--- SOURCE RECORDS Enclosed Below ---
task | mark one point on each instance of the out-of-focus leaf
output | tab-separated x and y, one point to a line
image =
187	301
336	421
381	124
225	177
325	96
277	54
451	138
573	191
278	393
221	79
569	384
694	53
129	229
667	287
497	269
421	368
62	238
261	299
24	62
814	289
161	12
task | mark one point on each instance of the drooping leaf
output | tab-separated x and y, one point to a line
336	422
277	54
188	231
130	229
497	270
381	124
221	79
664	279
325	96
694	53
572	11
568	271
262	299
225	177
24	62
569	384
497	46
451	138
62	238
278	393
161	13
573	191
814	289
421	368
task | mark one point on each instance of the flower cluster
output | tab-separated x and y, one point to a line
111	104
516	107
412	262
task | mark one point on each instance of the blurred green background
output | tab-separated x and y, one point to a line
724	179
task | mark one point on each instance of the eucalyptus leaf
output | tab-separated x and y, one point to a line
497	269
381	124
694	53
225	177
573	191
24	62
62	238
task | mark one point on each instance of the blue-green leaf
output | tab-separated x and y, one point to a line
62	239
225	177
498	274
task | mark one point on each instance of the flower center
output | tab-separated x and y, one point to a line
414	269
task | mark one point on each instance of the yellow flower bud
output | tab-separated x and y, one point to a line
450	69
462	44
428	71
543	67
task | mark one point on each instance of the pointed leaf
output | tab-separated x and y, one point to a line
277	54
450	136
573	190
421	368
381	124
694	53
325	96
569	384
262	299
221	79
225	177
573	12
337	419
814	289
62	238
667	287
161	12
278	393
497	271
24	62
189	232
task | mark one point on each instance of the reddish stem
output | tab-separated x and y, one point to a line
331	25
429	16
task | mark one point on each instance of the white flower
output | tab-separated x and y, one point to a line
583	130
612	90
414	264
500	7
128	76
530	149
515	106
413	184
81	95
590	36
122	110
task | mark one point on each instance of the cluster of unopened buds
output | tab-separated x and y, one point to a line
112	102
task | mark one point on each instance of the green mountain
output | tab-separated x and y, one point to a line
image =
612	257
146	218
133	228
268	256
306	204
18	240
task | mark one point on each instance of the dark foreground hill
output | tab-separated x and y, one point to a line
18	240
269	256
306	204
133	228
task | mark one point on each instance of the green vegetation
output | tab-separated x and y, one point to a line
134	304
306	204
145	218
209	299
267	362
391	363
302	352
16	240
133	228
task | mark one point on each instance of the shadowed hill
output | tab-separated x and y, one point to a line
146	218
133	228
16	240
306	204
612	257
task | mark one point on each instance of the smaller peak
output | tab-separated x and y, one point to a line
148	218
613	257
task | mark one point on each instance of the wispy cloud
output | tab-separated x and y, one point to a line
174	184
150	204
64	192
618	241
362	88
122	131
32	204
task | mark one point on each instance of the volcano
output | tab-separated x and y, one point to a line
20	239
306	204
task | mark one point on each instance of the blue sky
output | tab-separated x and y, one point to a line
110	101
--- End of Enclosed SOURCE RECORDS ---
→ **PROBLEM DETAILS**
Word for word, copy the material above.

→ **REPLY TO THE TASK**
task | mark one point on each instance of the out-of-focus leaf
output | tab-separated x and y, one point to a line
image =
187	301
336	421
381	124
225	177
325	96
277	54
451	138
573	191
278	393
221	79
569	384
694	53
129	229
667	287
497	269
421	368
62	238
261	299
24	62
814	289
161	12
task | mark one point on each instance of the drooping leaf
output | tab-separated x and y, one point to a line
336	422
277	54
188	231
130	229
497	270
381	124
221	79
664	279
325	96
694	53
572	11
568	271
262	299
225	177
24	62
569	384
497	46
451	138
62	238
278	393
161	13
573	191
814	289
421	368
task | mark one point on each instance of the flower cluster
output | tab-separated x and y, one point to a line
111	104
516	107
412	262
task | mark one point on each instance of the blurred green background
output | tab-separated x and y, one point to a line
724	179
task | mark one point on each instance of the eucalyptus leaf
output | tab-separated x and y, one point to a line
497	269
381	124
694	53
225	177
573	191
24	62
62	238
task | mark one point on each instance of the blue-green leaf
output | tab-separated x and y, one point to a line
62	239
225	177
498	274
task | mark one point on each instance of the flower center
output | tab-separated x and y, one point to a line
414	269
task | mark one point on each instance of the yellow flower bud
output | tab-separated x and y, one point to a line
450	69
462	44
428	71
543	67
task | mark one point on each instance of the pointed leaf
output | tab-separated x and y, one point to a line
277	54
450	136
573	190
421	368
381	124
694	53
325	96
569	384
262	299
221	79
225	177
573	12
337	419
814	289
62	238
667	287
161	12
278	393
497	271
24	62
189	232
task | mark one point on each instance of the reddish stem
output | tab-separated x and y, one point to a line
331	25
429	16
task | mark one point on each instance of the white flower
output | tab-separated x and y, one point to a line
583	130
612	90
414	264
500	7
128	76
530	149
515	106
413	184
81	95
590	36
122	110
task | mark one point on each instance of the cluster of unopened buds
output | tab-separated x and y, one point to a line
112	102
task | mark one point on each instance of the green mountain
output | tab-separated x and y, one point to a line
image =
612	257
146	218
133	228
268	256
306	204
18	240
task | mark one point on each instance of the dark foreground hill
output | tab-separated x and y, one point to a line
18	240
269	256
306	204
133	228
task | mark one point on each instance of the green vegetation
output | tab-separated x and y, one point to a line
134	304
306	204
145	218
209	299
267	362
391	363
302	352
16	240
133	228
task | mark one point on each instance of the shadowed hill
output | tab-separated x and y, one point to a line
146	218
133	228
16	240
306	204
612	257
task | mark one point on each instance of the smaller peak
output | tab-separated x and y, one point to a line
148	218
613	257
task | mark one point on each instance of the wispy cloud
output | tab-separated x and y, one point to a line
174	184
150	204
64	192
618	241
362	88
122	131
32	204
task | mark one point on each instance of the volcano
output | tab-separated x and y, one point to a line
20	239
306	204
task | mark one point on each instance of the blue sky
output | tab-separated x and y, one point to a line
110	101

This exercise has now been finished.